WHAT IS ASKED → Will you output the entries below exactly, skipping every image they contain?

BEGIN

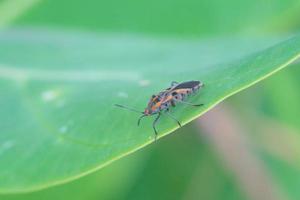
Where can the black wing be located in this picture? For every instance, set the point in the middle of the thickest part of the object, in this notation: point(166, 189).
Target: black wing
point(187, 85)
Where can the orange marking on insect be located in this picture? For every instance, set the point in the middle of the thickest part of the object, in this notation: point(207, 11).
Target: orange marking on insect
point(170, 96)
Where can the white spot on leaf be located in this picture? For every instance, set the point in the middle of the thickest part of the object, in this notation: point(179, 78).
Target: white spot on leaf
point(144, 83)
point(63, 129)
point(5, 146)
point(49, 95)
point(122, 95)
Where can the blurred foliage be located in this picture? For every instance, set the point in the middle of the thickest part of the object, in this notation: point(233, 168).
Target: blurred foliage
point(181, 166)
point(159, 166)
point(190, 17)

END

SOLVED PROBLEM →
Where can the black wing be located in this picture? For every instance, set the point in the middle of the thickest part of the object, in this notation: point(166, 189).
Target: black wing
point(187, 85)
Where can the orange marking on insect be located in this picture? For every instance, set the point in the middle of the thickest part of the object, in this notation: point(207, 11).
Target: orange marking on insect
point(170, 96)
Where can the white spot on leaf be located in this picture? For every instance, set the point in the middle of the thickest part of the object, in this notation: point(179, 78).
Target: white spot on leaf
point(144, 83)
point(63, 129)
point(5, 146)
point(49, 95)
point(122, 95)
Where can the blurred foliage be located in this picture? For every instance, set the point in the middle of the thickest part of the object, in this notation: point(233, 168).
Target: blurred foliage
point(181, 166)
point(159, 166)
point(190, 17)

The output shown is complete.